Task instructions - Can you reproduce the data beneath, keeping every line exact?

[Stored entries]
===============

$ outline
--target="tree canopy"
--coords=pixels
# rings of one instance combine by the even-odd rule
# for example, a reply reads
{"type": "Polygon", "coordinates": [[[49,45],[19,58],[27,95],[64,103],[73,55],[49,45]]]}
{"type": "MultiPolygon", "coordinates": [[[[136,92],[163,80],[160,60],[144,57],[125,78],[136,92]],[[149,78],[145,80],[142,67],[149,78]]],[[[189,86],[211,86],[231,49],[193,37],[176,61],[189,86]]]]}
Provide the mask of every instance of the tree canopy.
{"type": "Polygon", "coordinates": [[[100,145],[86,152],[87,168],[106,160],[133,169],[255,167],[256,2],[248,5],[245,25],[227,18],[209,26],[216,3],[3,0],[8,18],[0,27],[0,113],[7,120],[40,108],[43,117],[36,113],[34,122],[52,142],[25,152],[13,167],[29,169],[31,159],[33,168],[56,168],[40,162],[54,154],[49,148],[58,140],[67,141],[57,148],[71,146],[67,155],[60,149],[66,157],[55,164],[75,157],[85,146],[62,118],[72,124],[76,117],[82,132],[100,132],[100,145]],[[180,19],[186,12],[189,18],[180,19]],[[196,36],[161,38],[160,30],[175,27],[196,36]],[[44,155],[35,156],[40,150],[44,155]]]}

===============

The result -
$ outline
--target="tree canopy"
--coords=pixels
# rings of one instance combine by the even-odd rule
# for example, a reply reads
{"type": "Polygon", "coordinates": [[[49,45],[19,58],[27,95],[64,103],[73,55],[49,45]]]}
{"type": "MultiPolygon", "coordinates": [[[[136,92],[163,80],[160,60],[144,57],[125,78],[136,92]],[[149,78],[145,80],[142,67],[149,78]]],[[[189,86],[211,86],[231,49],[193,37],[176,61],[189,86]]]]}
Provide the mask of every instance of the tree canopy.
{"type": "Polygon", "coordinates": [[[100,145],[86,152],[87,168],[106,160],[133,169],[255,167],[256,2],[248,5],[245,25],[227,18],[209,26],[216,3],[3,0],[8,18],[0,27],[0,113],[7,120],[40,108],[43,117],[36,113],[34,122],[52,142],[25,152],[13,167],[29,169],[31,159],[33,168],[56,168],[40,162],[54,154],[49,148],[58,140],[67,141],[57,148],[71,146],[67,155],[60,149],[66,157],[55,164],[75,157],[85,146],[62,118],[72,124],[76,117],[82,132],[100,132],[100,145]],[[180,19],[186,12],[189,18],[180,19]],[[196,36],[161,38],[160,30],[175,27],[196,36]],[[44,155],[35,156],[40,150],[44,155]]]}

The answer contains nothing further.